AIM OF THE EXERCISE:
Write out the part of the entries that opens with the line containing "Labeling tool output request: for every visible white" and closes with the line containing "168, 84, 177, 90", both lines included. Copy every line, but multiply each bounding box coordinate by 2.05 and round it to a whole number, with halves rounded up.

============================================================

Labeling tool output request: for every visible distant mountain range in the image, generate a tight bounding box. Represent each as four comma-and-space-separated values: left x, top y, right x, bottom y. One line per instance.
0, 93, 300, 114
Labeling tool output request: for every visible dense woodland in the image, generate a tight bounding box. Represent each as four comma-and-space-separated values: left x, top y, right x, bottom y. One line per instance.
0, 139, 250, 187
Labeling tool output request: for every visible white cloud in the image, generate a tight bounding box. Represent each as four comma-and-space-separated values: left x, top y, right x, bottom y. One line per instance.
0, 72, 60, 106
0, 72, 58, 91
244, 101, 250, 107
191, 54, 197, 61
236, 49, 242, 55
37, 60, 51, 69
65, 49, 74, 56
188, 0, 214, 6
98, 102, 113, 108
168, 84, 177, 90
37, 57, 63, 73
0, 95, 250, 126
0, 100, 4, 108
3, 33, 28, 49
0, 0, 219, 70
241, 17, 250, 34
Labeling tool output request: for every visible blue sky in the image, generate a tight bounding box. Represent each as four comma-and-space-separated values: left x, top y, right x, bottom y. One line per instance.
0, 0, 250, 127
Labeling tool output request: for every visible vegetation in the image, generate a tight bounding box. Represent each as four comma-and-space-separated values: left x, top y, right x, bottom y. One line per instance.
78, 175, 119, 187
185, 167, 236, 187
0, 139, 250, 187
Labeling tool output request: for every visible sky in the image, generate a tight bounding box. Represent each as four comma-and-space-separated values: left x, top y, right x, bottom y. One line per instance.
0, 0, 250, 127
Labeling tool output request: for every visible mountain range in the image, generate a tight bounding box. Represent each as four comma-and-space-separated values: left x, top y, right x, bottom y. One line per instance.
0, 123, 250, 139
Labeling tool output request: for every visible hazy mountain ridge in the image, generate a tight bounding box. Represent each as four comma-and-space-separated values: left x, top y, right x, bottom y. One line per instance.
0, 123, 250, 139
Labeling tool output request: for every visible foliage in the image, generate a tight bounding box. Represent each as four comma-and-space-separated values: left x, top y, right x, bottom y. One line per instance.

============================================================

OUTPUT OF THE TASK:
Labeling tool output request: for every visible white cloud in the image, generate a tight bounding box. Represent each as four comma-and-space-separated values: left x, top y, right x, bottom y. One line per instance.
0, 148, 123, 217
0, 148, 119, 187
500, 207, 513, 219
392, 111, 404, 125
484, 100, 496, 113
76, 123, 105, 141
133, 100, 152, 115
385, 0, 439, 12
201, 209, 232, 221
344, 172, 363, 185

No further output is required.